Extrait du texte:
Adopté par le Parlement à une écrasante majorité en août 2014, ce projet de loi fait l’objet d’amendements, comme l’a recommandé le Conseil des gardiens, organe qui doit l’approuver avant qu’il ne soit promulgué.

« En supprimant les programmes de planning familial et en bloquant l’accès à des services vitaux de santé en matière de sexualité et de procréation, les autorités exposeraient les femmes à de graves risques et bafoueraient leurs droits humains, a déclaré Hassiba Hadj Sahraoui.

« Les pouvoirs publics doivent continuent de financer des programmes globaux de planning familial pour que toutes les femmes aient accès à des moyens, des services et des informations de qualité en matière de contraception. »

Dans le cas contraire, les femmes n’auront d’autre choix que de mener à terme leur grossesse, même non désirée, ou de mettre en péril leur vie et leur santé en ayant recours à des avortements clandestins.

Les avortements pratiqués dans des conditions peu sûres comptent parmi les premières causes de mortalité maternelle dans le monde. Selon l’Organisation mondiale de la santé (OMS), en 2008, 47 000 femmes en sont mortes et cinq millions ont souffert de complications.

Consigne: Recopiez, dans l'extrait sur le projet de loi touchant le planning familial, le passage qui va de « Les avortements pratiqués » jusqu'à « souffert de complications. ».

Lignes du jeu de données:

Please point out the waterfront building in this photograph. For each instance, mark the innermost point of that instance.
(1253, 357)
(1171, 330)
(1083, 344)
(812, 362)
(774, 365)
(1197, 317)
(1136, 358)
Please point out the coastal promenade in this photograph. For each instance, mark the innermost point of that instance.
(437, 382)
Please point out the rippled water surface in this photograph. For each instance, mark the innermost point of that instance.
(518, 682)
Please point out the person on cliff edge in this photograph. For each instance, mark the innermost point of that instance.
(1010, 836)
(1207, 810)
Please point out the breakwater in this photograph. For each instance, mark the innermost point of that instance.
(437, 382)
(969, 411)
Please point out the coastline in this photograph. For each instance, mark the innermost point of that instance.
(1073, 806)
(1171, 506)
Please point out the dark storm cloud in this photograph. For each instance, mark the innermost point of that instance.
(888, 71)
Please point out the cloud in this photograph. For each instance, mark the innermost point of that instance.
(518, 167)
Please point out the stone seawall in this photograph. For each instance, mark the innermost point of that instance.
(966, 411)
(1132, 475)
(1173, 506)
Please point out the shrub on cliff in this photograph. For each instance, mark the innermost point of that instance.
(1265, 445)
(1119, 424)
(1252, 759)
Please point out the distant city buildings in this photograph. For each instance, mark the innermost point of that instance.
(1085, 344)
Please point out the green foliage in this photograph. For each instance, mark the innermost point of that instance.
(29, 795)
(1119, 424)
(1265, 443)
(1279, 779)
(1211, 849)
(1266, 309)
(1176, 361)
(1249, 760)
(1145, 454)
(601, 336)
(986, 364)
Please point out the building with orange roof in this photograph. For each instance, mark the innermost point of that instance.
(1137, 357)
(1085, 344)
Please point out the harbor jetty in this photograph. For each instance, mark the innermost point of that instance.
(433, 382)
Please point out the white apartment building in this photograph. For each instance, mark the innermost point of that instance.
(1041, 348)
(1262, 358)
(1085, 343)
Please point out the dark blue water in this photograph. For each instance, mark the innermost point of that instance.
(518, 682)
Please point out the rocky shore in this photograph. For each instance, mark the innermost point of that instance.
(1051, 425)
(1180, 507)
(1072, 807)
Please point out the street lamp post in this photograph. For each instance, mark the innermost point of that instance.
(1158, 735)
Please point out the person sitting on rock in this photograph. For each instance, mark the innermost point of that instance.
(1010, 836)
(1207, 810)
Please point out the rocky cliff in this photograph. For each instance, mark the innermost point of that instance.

Résultat:
Les avortements pratiqués dans des conditions peu sûres comptent parmi les premières causes de mortalité maternelle dans le monde. Selon l’Organisation mondiale de la santé (OMS), en 2008, 47 000 femmes en sont mortes et cinq millions ont souffert de complications.